Reproduce every one of the following lines without changing anything.

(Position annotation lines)
━━━━

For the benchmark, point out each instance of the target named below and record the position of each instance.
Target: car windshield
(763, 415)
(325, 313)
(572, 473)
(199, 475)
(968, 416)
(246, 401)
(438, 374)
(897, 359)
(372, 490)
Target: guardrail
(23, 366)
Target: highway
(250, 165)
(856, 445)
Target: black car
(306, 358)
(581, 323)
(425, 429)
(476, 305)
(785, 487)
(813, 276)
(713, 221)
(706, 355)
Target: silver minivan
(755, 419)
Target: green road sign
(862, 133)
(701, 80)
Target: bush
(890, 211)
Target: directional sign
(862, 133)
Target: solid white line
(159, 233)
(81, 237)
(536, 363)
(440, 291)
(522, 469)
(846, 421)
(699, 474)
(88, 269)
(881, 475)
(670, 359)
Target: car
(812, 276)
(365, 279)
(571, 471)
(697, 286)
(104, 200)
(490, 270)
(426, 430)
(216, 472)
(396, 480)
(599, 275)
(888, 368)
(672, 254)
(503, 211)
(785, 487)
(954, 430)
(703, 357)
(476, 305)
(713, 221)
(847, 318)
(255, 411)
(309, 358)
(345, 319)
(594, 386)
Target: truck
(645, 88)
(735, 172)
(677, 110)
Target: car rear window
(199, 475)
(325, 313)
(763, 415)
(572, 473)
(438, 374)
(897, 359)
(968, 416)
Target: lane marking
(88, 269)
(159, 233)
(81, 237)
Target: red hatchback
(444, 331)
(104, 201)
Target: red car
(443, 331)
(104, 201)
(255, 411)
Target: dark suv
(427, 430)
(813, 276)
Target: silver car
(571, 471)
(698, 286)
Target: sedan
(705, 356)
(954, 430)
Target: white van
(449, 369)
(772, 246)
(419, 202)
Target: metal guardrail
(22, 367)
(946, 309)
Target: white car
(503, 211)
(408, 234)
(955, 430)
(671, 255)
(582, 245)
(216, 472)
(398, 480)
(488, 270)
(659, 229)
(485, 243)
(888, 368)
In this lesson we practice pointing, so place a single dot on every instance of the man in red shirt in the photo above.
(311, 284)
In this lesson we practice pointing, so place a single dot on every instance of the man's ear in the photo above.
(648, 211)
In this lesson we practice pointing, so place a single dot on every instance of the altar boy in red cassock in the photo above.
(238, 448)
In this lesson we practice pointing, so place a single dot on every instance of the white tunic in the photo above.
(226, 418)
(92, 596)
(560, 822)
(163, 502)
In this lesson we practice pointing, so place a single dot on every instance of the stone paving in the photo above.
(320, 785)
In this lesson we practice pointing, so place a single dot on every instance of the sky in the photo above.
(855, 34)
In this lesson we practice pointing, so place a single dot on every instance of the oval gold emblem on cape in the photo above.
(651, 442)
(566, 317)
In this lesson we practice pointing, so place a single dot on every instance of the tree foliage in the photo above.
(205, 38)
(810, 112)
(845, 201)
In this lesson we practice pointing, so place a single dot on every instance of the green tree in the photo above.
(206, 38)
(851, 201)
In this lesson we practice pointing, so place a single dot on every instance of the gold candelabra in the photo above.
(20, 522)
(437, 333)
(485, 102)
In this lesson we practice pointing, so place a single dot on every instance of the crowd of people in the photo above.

━━━━

Expected output.
For the benchmark, point out each instance of the target named below and record the position of each instance.
Target: car windshield
(763, 415)
(325, 313)
(572, 473)
(199, 475)
(968, 416)
(246, 401)
(438, 374)
(897, 359)
(372, 490)
Target: guardrail
(23, 366)
Target: highway
(250, 165)
(856, 445)
Target: black car
(306, 358)
(581, 323)
(425, 429)
(476, 305)
(785, 487)
(813, 276)
(713, 221)
(706, 355)
Target: silver minivan
(755, 419)
Target: green road sign
(862, 133)
(701, 80)
Target: bush
(890, 211)
Target: directional sign
(862, 133)
Target: solid white line
(159, 233)
(81, 237)
(536, 363)
(440, 291)
(522, 469)
(846, 421)
(699, 474)
(88, 269)
(881, 475)
(670, 359)
Target: car
(812, 276)
(365, 279)
(571, 471)
(697, 286)
(104, 200)
(490, 270)
(426, 430)
(216, 472)
(396, 480)
(599, 275)
(888, 368)
(672, 254)
(503, 211)
(785, 487)
(954, 430)
(703, 357)
(476, 305)
(713, 221)
(847, 318)
(255, 411)
(309, 358)
(345, 319)
(594, 386)
Target: truck
(645, 88)
(735, 172)
(677, 110)
Target: car rear window
(199, 475)
(325, 313)
(763, 415)
(572, 473)
(438, 374)
(897, 359)
(968, 416)
Target: lane marking
(88, 269)
(159, 233)
(81, 237)
Target: red hatchback
(444, 331)
(104, 201)
Target: red car
(443, 331)
(104, 201)
(255, 411)
Target: dark suv
(427, 430)
(813, 276)
Target: silver car
(571, 471)
(698, 286)
Target: sedan
(705, 356)
(954, 430)
Target: white van
(449, 369)
(772, 246)
(419, 202)
Target: metal guardrail
(22, 367)
(946, 309)
Target: white car
(503, 211)
(408, 234)
(955, 430)
(671, 255)
(582, 245)
(216, 472)
(398, 480)
(488, 270)
(659, 229)
(485, 243)
(888, 368)
In this lesson we practice pointing, so place a single dot on every instance of the man in red shirt in the photo above.
(311, 284)
In this lesson we practice pointing, so place a single dot on every instance of the man's ear in the photo above.
(648, 211)
In this lesson we practice pointing, so place a single dot on every instance of the altar boy in red cassock in the photo above.
(238, 448)
In this lesson we practice pointing, so place a single dot on every instance of the white tunic in the photo above.
(226, 418)
(92, 596)
(560, 822)
(163, 502)
In this lesson we practice pointing, so place a single dot on every instance of the stone paving in the photo above.
(320, 785)
In this lesson we practice pointing, so place a single dot on every instance of the sky in the photo above.
(855, 34)
In this lesson we practice pointing, so place a single dot on every instance of the oval gold emblem on cape in the photo above.
(651, 442)
(566, 317)
In this lesson we practice pointing, so place a single dot on every instance of the tree foliage in the photo above.
(205, 38)
(810, 112)
(845, 201)
In this lesson we practice pointing, so place a single dot on every instance of the green tree in the photo above.
(206, 38)
(851, 201)
In this lesson we practice pointing, so place a single dot on every instance of the gold candelabra in the photo above.
(20, 522)
(437, 333)
(485, 102)
In this lesson we practice pointing, so place a single dot on every instance of the crowd of people in the photo above.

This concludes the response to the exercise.